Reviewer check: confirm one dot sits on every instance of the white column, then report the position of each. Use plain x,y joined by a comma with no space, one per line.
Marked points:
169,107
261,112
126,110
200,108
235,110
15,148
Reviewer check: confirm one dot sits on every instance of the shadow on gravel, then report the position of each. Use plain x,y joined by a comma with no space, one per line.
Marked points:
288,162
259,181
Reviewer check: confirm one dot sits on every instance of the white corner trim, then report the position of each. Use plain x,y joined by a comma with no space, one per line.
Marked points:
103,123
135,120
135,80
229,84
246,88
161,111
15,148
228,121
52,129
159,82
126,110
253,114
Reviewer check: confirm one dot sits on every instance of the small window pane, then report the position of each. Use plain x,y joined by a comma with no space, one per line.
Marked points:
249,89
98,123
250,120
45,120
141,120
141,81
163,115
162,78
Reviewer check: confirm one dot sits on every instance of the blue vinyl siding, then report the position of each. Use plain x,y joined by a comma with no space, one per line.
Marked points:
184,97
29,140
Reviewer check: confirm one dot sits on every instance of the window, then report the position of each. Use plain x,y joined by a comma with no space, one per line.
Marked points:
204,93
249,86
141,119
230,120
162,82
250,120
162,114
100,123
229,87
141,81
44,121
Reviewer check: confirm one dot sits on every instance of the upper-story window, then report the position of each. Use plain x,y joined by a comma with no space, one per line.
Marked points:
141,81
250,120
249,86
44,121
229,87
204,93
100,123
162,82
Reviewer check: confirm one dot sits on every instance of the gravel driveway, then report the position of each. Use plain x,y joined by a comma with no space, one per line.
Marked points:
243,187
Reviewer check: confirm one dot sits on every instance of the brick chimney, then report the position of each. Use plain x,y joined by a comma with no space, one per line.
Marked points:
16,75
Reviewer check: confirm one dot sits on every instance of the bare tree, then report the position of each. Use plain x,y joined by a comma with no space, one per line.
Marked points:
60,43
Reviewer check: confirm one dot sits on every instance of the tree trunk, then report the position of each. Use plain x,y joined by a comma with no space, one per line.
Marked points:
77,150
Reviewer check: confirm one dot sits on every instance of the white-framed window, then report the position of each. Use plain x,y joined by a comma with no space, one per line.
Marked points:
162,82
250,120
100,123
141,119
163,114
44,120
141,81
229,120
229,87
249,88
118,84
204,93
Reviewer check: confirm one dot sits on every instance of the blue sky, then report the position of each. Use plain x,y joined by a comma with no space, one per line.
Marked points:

---

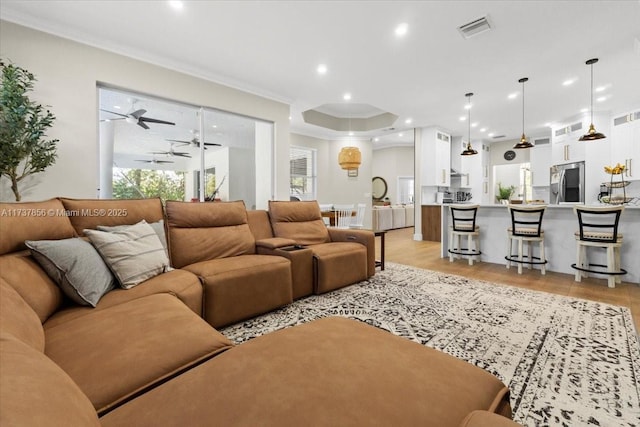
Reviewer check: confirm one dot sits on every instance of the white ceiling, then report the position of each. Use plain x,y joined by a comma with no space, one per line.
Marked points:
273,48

→ WORK TASK: Copy out every line from the material above where the string "white" turns up.

→ EXERCISE RESULT:
Reviewer check: confirm one dot sits on every instance of the white column, then report the position of each. Use plain x,y joined by a comma with no space, one per line.
Reviewer check: confirm one dot sits on every instance of the white corner trim, then report the position of each. Use plain x,y joined by a comma with no space, one per line.
Reviewer check: confirm one dot sits on every instance of the white-framed window, then report the position of each. Use plain x,y joined by a comma with no space, one per line.
Reviewer check: confirm one dot sits on every instance of the white ceiling, then report the position of each. Use plain x,y joined by a comma with no space, one per line.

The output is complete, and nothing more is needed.